**Written problem A:**
In the excerpt about getting a CPF number, how many minutes after arriving at the Poupatempo does the CPF number come through?
**Written problem B:**
Can you extend the excerpt about getting a CPF number, starting after its final sentence?

**Excerpt to read:**
● ● ●

Part C: Get your CPF (taxpayer ID) number

– Though more than a month has passed, note that your CPF card has not arrived.
– Dig out the CPF “protocol.” (Lots of protocols in these parts.)
– Note that it says the process is “incomplete.” Recall the Bank of Brazil employee saying it was complete, and that your card would arrive in two weeks.
– Go back to the Bank of Brazil to find out what needs to be done.
– Be told you need to go to the Receita Federal, the Brazilian IRS equivalent, to resolve the issue.
– Be told they have no idea where the Receita Federal is located, but will look it up on the internet for you. Learn there is a division at the Ibirapuera Mall.
– Go another day to the nearby Ibirapuera Mall. Learn that there is not a division there.
– Discover via internet research that you can go to the Poupatempo Se, a sort of one-stop shopping location for government services, right off the subway in the center of the city.
– Go to the Poupatempo (which means “Timesaver”) and discover — to your utter shock — a marvelously efficient government machine, where you walk out 20 minutes later with your CPF number. Wonder where this marvelously efficient government machine has been hiding.

● ● ●

Excerpts from point annotation data

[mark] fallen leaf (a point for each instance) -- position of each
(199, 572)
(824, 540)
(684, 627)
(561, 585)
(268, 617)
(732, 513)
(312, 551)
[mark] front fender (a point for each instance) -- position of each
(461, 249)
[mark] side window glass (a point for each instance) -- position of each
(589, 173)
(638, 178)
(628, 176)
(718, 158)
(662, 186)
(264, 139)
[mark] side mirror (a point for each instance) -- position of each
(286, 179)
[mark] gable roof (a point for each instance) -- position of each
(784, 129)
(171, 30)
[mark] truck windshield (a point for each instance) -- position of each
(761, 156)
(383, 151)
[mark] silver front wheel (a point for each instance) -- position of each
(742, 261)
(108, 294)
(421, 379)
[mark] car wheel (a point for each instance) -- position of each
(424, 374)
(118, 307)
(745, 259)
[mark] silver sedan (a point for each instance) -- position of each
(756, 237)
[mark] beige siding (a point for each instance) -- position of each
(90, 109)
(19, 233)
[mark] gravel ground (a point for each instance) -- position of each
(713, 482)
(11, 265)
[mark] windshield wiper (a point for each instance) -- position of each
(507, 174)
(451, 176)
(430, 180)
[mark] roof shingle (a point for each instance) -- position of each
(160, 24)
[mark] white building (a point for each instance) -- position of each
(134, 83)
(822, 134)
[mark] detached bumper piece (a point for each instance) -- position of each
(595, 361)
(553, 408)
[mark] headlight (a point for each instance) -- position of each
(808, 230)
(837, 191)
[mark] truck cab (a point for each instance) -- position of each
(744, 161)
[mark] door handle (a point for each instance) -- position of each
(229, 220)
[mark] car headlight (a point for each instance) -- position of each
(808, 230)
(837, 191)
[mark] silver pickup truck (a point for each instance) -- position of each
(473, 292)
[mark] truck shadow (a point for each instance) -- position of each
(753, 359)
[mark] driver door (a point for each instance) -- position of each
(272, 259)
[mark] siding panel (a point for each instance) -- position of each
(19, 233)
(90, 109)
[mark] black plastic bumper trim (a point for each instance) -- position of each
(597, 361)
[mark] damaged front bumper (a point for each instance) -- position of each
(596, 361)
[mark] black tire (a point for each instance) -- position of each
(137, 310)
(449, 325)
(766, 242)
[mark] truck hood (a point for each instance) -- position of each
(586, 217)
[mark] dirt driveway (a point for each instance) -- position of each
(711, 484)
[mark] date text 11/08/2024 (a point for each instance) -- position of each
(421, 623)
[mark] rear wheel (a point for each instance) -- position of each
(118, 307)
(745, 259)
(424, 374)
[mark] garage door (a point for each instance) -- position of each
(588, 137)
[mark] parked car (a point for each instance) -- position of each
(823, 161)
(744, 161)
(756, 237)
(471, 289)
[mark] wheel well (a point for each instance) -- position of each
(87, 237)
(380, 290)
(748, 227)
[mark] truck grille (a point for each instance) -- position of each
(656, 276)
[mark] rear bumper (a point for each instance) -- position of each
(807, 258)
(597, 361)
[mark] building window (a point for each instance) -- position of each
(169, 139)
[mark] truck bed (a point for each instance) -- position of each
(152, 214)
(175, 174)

● ● ●

**Response A:**
20 minutes.

**Response B:**
(Seth Kugel’s Foreigners National Registry "protocol" on top. On the bottom is the CPF protocol that he didn’t notice said “incomplete" until weeks later.)

Part D: The Bank Account!

– Stop by the closest bank to your apartment. Let’s say it’s the Bradesco one block away.
– Ask about opening an account. Be told that you need a proof of address (which you knew), and your apartment lease is not good enough because the signatures on it are not “recognized.” “Recognized” signatures must be registered at — where else — a cartorio, you are told.
– Call your landlord, whose signature is on file with the neighborhood cartorio, it turns out, and get a new copy of the contract.
– Go to the cartorio to register your signature.

(The top half shows the "recognized" signatures, signed, sealed and stamped on the back of Seth Kugel’s rental contract; the bottom half shows the famous visa.)
– Be told that foreigners who only have a protocol of their Foreigners National Registry card must appear with two Brazilian witnesses, each with national IDs, to prove you are who you say you are.
– Consider that the cartorio is only open Monday through Friday, 9 to 5, and try to identify two friends who live nearby and do not work regular business hours. Consider dragging along the guys who are painting your apartment, or begging passers-by by to help. But eventually find two friends.
– Register your signature and take your friends to lunch.
– Hear from Bradesco that they will not accept your Foreigners National Registry protocol, just the final ID.
– Go to the other local bank, Santander, and ask if they will accept a protocol. They will not.
– Get a tip that the Bank of Brazil might allow an account with just a protocol.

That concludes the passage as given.